[Raw records]

********************

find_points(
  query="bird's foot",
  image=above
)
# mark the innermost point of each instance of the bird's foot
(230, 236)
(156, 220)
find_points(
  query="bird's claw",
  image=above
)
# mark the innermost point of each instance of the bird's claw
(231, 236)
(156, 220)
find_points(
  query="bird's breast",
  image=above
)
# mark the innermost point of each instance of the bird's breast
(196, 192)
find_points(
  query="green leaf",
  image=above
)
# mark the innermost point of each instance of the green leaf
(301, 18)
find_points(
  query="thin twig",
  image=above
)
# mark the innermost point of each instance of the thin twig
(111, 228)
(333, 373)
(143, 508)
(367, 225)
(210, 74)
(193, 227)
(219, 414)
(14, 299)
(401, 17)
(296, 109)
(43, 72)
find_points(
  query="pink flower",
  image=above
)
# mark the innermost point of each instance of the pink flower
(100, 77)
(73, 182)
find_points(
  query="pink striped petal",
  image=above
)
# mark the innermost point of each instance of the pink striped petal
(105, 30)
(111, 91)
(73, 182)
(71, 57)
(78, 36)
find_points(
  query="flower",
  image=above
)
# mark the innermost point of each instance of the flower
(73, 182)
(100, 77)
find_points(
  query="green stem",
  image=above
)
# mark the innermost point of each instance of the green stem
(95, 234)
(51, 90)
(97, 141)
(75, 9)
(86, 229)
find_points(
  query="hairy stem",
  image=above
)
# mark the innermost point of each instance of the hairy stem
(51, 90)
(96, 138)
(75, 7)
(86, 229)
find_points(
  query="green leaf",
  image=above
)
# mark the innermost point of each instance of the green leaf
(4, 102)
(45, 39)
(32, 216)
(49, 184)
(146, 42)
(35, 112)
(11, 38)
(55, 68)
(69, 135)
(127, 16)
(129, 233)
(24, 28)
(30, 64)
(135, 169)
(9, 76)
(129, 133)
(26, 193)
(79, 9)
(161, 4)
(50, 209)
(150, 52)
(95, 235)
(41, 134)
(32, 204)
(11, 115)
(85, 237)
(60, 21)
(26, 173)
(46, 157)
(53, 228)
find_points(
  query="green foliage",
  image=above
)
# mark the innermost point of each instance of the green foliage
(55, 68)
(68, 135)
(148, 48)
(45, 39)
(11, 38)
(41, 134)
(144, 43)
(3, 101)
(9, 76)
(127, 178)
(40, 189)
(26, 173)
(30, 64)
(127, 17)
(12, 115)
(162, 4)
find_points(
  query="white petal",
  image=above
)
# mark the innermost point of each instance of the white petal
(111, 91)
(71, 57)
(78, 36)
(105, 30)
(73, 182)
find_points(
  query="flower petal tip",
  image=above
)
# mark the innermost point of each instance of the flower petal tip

********************

_Short task_:
Exactly reproduce the material above.

_Solution_:
find_points(
  query="bird's foot",
  image=above
)
# mark the innermost point of each instance of the bird's foot
(230, 236)
(156, 220)
find_points(
  query="bird's claw",
  image=above
)
# mark the innermost point of each instance of the bird's claw
(231, 236)
(156, 220)
find_points(
  query="bird's breast",
  image=above
)
# mark the innermost point of each instance of the bird's breast
(196, 192)
find_points(
  query="green leaf",
  image=above
)
# mark the innermost point of each instance of the green leaf
(301, 18)
find_points(
  query="thin twig",
  image=above
)
# mark the innermost point of each instance of the thin twig
(111, 228)
(333, 373)
(143, 508)
(367, 225)
(210, 74)
(193, 227)
(219, 414)
(14, 299)
(401, 17)
(296, 109)
(43, 72)
find_points(
  query="pink flower",
  image=above
)
# mark the innermost point of each instance of the pink flower
(100, 77)
(73, 182)
find_points(
  query="pink striped petal",
  image=above
)
# mark the innermost point of each instance of the pink striped petal
(105, 30)
(111, 91)
(73, 182)
(71, 57)
(78, 36)
find_points(
  query="flower",
  image=above
)
# mark the innermost point of each instance of the flower
(73, 182)
(100, 77)
find_points(
  query="green stem",
  image=above
)
# mark the innermost point of each instance of the green stem
(95, 234)
(51, 90)
(97, 141)
(75, 9)
(86, 229)
find_points(
  query="hairy stem",
  image=above
)
# mark the innermost point of each instance of the hairy stem
(51, 90)
(96, 138)
(75, 7)
(86, 229)
find_points(
  query="green leaf",
  image=above
)
# mark the innermost point of each instance of the green leaf
(4, 102)
(45, 39)
(32, 216)
(49, 184)
(146, 42)
(35, 112)
(11, 38)
(55, 68)
(69, 135)
(127, 16)
(129, 233)
(24, 28)
(30, 64)
(135, 169)
(9, 76)
(129, 133)
(26, 193)
(79, 9)
(161, 4)
(50, 209)
(150, 52)
(95, 235)
(41, 134)
(32, 204)
(11, 115)
(85, 237)
(60, 21)
(26, 173)
(46, 157)
(53, 228)
find_points(
  query="green foliage",
  image=above
)
# mark the innermost point of each instance of the green foliage
(55, 68)
(68, 135)
(148, 48)
(45, 39)
(11, 38)
(41, 134)
(144, 43)
(3, 101)
(9, 76)
(127, 178)
(40, 189)
(26, 173)
(30, 64)
(127, 17)
(12, 115)
(162, 4)
find_points(
  query="white petal",
  image=above
)
# mark the innermost point of each instance of the white petal
(111, 91)
(71, 57)
(78, 36)
(105, 30)
(73, 182)
find_points(
  query="flower petal tip",
  image=above
)
# mark the innermost point of each instance of the flower petal tip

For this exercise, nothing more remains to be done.